REQUIRED ACTION:
Copy the stretch of the Federal Reserve text from "The Fed is grappling" through "have significantly strengthened." word for word.

The Fed officials are widely believed to have begun discussing a reduction in those monthly bond purchases at the policy meeting that ended Wednesday — a first step in pulling back on its efforts to stimulate the economy.

“Progress on vaccinations has reduced the spread of COVID-19 in the United States. Amid this progress and strong policy support, indicators of economic activity and employment have strengthened."

- The Federal Reserve, in a written statement

There was no mention of paring those bond purchases in the written statement the Fed issued after the meeting. But the topic is sure to come up at Powell's news conference later Wednesday.

The Fed is grappling with a dilemma: Inflation is rising much faster than it had projected earlier this year. And America’s increasingly vaccinated consumers are now comfortable venturing away from home to travel, go to restaurants and movie theaters and attend sporting events. Solid consumer spending is accelerating economic growth, and manufacturing and housing have significantly strengthened.

Yet hiring hasn’t picked up as much as expected. Monthly job growth has remained below the 1 million-a-month level that Powell had said in April he would like to see, though employers are clearly interested in hiring more, having posted a record number of available jobs.

Since December, the Fed has said it wants to see “substantial further progress” toward its goals of full employment and inflation modestly above 2% before it would begin tapering its bond purchases.

With inflation having spiked in the past two months, the Fed is under rising pressure to consider slowing those bond purchases. But with the unemployment rate at a relatively high 5.8% and the economy still 7.6 million jobs short of its pre-pandemic level, Powell and many other Fed policymakers have suggested in recent weeks that the economy is still far from achieving that progress.

Economists generally expect the Fed to continue discussing tapering its bond purchases and then — by late August or September — to outline specifically how and when it would begin. That would set the stage for a reduction in bond purchases to actually begin near the end of this year or in early 2022.

GIVEN INFORMATION:
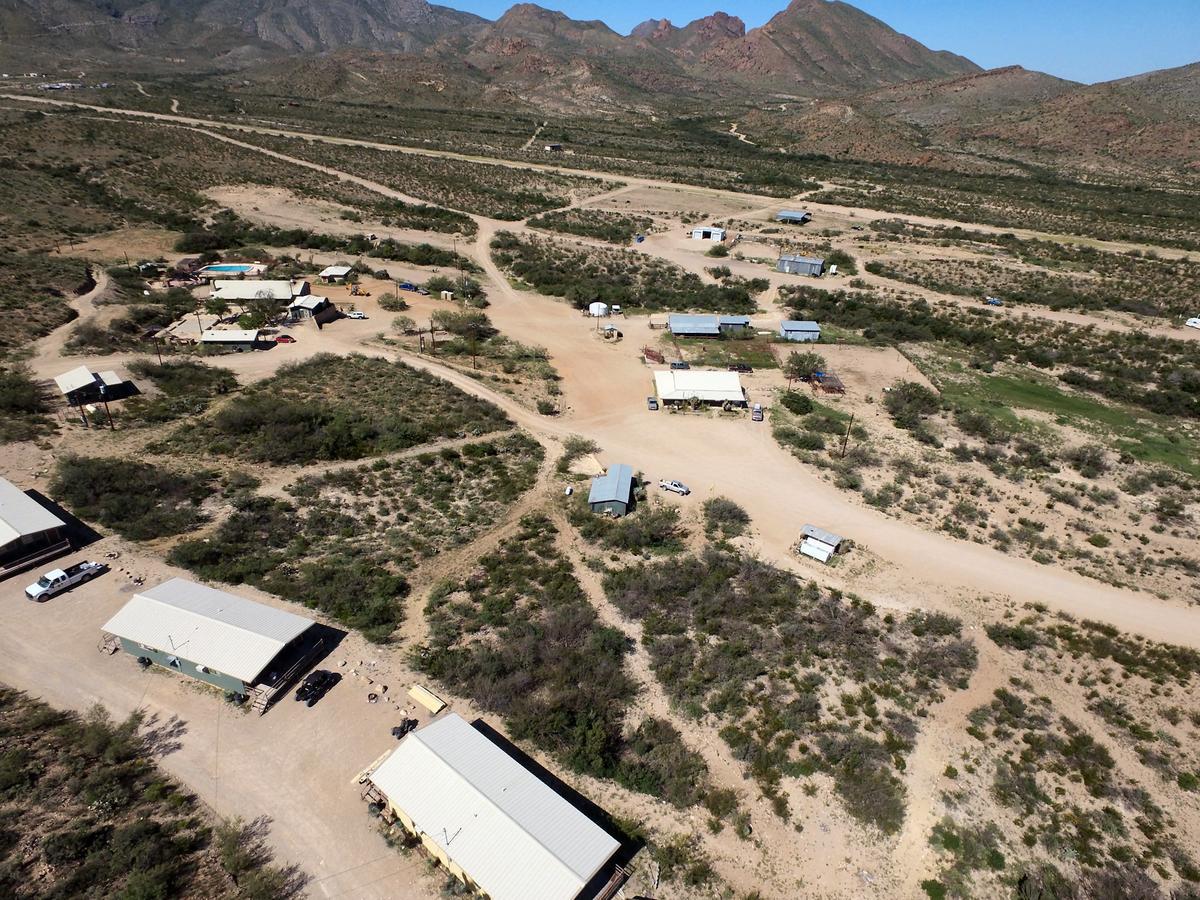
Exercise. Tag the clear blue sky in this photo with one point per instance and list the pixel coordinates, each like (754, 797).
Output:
(1083, 40)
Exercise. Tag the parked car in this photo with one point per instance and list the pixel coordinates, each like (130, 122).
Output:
(316, 685)
(59, 580)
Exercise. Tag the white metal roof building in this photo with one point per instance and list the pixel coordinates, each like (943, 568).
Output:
(819, 544)
(489, 816)
(681, 385)
(209, 628)
(231, 335)
(255, 288)
(23, 517)
(799, 330)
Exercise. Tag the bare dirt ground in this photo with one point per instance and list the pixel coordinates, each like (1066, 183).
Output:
(298, 765)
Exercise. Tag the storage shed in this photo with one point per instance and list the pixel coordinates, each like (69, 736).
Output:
(684, 385)
(613, 491)
(220, 639)
(82, 385)
(306, 307)
(29, 533)
(682, 325)
(820, 544)
(795, 330)
(491, 821)
(801, 265)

ANSWER SPACE:
The Fed is grappling with a dilemma: Inflation is rising much faster than it had projected earlier this year. And America’s increasingly vaccinated consumers are now comfortable venturing away from home to travel, go to restaurants and movie theaters and attend sporting events. Solid consumer spending is accelerating economic growth, and manufacturing and housing have significantly strengthened.